■ **Exercise materials**:
#####

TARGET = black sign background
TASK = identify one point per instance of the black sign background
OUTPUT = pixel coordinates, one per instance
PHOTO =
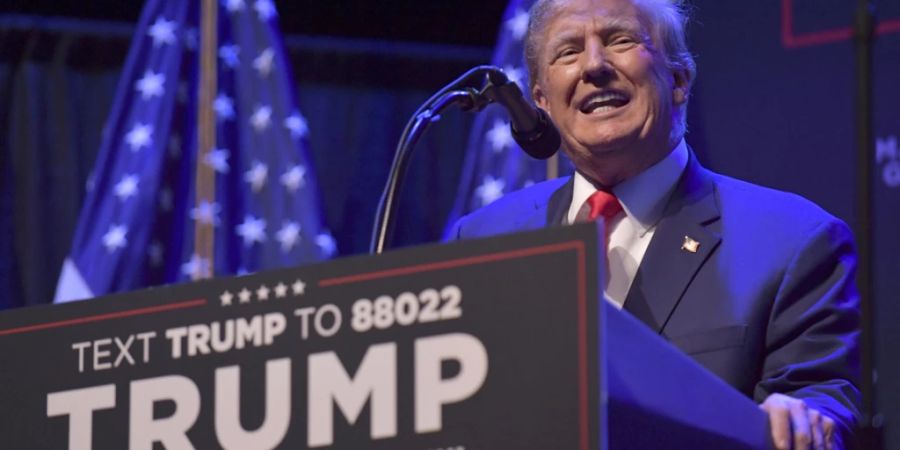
(531, 300)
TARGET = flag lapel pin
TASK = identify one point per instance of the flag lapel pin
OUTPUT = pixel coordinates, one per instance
(690, 245)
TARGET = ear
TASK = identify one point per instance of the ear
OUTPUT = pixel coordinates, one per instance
(680, 85)
(539, 98)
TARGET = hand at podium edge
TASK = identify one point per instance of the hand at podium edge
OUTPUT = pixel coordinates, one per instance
(796, 426)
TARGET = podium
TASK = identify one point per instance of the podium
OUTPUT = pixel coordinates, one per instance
(502, 343)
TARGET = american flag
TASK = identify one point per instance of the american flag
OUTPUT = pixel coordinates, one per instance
(494, 164)
(136, 227)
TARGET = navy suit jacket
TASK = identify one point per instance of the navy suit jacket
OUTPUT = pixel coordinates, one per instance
(767, 303)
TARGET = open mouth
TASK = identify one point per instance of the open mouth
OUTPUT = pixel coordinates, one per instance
(603, 101)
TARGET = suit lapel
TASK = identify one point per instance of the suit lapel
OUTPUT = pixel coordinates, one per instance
(559, 202)
(672, 259)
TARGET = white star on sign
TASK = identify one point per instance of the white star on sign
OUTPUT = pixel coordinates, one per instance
(288, 235)
(265, 9)
(252, 230)
(126, 187)
(299, 287)
(292, 179)
(256, 176)
(326, 243)
(151, 85)
(280, 290)
(261, 118)
(296, 123)
(196, 268)
(263, 62)
(140, 136)
(500, 136)
(218, 160)
(234, 5)
(206, 213)
(262, 293)
(518, 24)
(162, 31)
(228, 53)
(115, 238)
(490, 189)
(224, 107)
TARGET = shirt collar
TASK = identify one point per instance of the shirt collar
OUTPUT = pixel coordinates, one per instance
(643, 196)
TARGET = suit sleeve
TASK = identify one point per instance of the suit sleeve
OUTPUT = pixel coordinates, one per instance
(812, 342)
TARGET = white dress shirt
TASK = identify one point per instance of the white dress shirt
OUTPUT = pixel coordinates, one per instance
(643, 198)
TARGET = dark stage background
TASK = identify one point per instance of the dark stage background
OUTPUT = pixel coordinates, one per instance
(773, 105)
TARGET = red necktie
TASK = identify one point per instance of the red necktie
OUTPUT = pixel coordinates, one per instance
(602, 204)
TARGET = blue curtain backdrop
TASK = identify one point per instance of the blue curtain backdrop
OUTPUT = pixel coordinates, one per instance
(773, 105)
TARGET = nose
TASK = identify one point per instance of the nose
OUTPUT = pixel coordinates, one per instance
(596, 66)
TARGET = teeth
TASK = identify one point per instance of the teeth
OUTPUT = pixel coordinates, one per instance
(601, 101)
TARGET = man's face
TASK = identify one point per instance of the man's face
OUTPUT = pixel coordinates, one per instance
(606, 88)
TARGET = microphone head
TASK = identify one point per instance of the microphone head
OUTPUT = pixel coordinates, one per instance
(541, 143)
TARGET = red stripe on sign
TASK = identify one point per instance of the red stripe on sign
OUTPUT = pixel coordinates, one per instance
(480, 259)
(103, 317)
(791, 40)
(578, 246)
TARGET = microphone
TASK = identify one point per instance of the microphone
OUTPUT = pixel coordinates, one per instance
(531, 127)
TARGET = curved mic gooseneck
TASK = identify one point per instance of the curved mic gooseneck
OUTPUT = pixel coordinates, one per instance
(531, 128)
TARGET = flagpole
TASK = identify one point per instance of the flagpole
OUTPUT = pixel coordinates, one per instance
(553, 166)
(205, 179)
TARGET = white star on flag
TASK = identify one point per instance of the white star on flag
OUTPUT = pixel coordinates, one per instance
(196, 268)
(126, 187)
(500, 136)
(326, 243)
(228, 53)
(218, 160)
(252, 230)
(299, 287)
(263, 62)
(518, 24)
(162, 31)
(256, 176)
(115, 238)
(206, 213)
(292, 179)
(288, 235)
(490, 189)
(261, 118)
(140, 136)
(165, 198)
(151, 85)
(516, 75)
(296, 123)
(265, 9)
(234, 5)
(224, 106)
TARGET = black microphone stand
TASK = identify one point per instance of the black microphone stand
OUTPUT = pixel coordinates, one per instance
(870, 436)
(460, 93)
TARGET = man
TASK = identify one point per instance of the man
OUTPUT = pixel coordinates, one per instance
(754, 284)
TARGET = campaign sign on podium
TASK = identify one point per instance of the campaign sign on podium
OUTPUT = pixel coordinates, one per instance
(475, 345)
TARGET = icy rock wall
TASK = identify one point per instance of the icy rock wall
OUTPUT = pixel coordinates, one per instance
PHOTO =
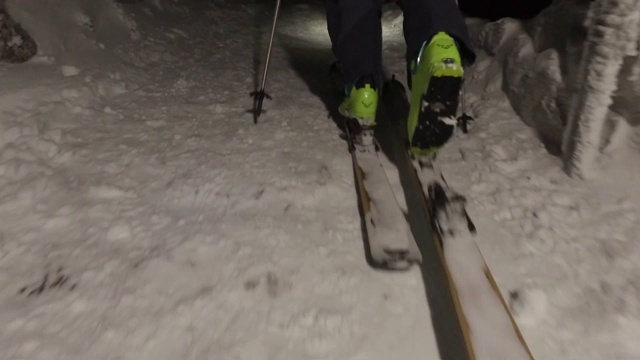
(65, 29)
(612, 36)
(563, 69)
(16, 45)
(538, 58)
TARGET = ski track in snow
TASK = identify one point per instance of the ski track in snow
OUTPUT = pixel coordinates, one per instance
(144, 216)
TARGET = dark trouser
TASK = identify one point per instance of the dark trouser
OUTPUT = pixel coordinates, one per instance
(355, 30)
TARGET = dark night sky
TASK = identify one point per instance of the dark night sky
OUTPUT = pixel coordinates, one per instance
(495, 9)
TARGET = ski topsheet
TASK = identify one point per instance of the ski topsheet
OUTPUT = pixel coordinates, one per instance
(488, 327)
(390, 242)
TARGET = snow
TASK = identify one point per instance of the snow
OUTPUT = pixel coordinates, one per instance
(144, 216)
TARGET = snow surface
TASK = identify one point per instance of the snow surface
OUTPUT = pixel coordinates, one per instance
(144, 216)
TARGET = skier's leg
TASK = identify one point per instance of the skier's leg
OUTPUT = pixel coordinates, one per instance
(437, 45)
(356, 35)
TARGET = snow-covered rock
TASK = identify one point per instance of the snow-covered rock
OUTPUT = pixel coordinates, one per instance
(16, 45)
(546, 65)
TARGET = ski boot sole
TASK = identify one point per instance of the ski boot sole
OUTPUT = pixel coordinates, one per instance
(437, 116)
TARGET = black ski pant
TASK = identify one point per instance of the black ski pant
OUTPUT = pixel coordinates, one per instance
(355, 30)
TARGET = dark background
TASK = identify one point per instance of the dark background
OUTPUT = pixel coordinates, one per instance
(496, 9)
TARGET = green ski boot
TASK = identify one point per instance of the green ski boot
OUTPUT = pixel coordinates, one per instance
(361, 104)
(436, 79)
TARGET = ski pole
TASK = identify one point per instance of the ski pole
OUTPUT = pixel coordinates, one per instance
(258, 96)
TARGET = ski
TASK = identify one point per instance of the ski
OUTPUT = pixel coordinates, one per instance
(473, 291)
(388, 237)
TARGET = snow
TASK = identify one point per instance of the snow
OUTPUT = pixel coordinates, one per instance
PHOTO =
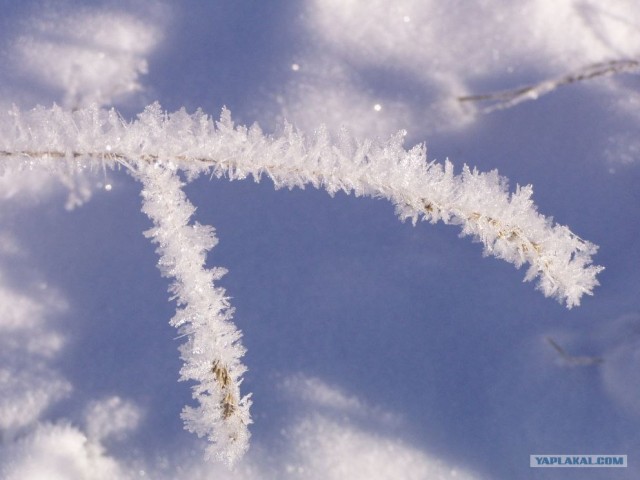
(374, 348)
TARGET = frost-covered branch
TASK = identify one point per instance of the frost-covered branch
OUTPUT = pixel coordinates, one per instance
(507, 224)
(212, 352)
(509, 98)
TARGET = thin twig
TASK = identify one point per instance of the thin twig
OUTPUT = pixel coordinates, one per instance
(509, 98)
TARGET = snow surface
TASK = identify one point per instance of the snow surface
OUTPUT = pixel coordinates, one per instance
(375, 349)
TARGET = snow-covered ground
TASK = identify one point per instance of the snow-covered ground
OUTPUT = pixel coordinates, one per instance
(375, 349)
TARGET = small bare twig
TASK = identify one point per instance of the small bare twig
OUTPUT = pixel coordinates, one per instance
(509, 98)
(571, 360)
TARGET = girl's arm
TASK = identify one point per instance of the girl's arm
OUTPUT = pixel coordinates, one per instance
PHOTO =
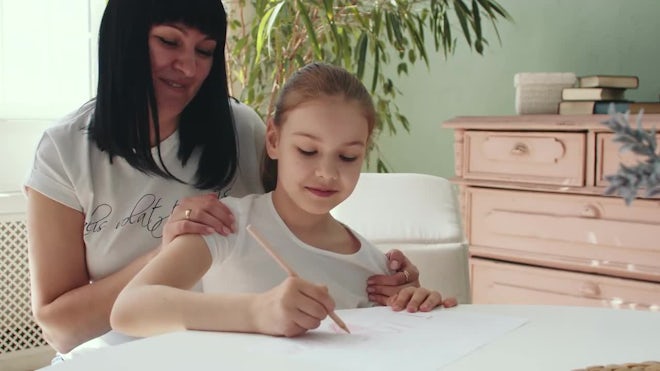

#####

■ **The task**: Put everything in the listing from the line containing "TARGET = girl's arm" down to its end into a numbered list, leaving out blank lines. Do not include the pictures in your answer.

■ **Answer to this task**:
1. TARGET = girl's arm
2. TASK = identify one point per instance of the girl's arm
3. OUTPUT = pixel coordinates, one per instance
4. PHOTO =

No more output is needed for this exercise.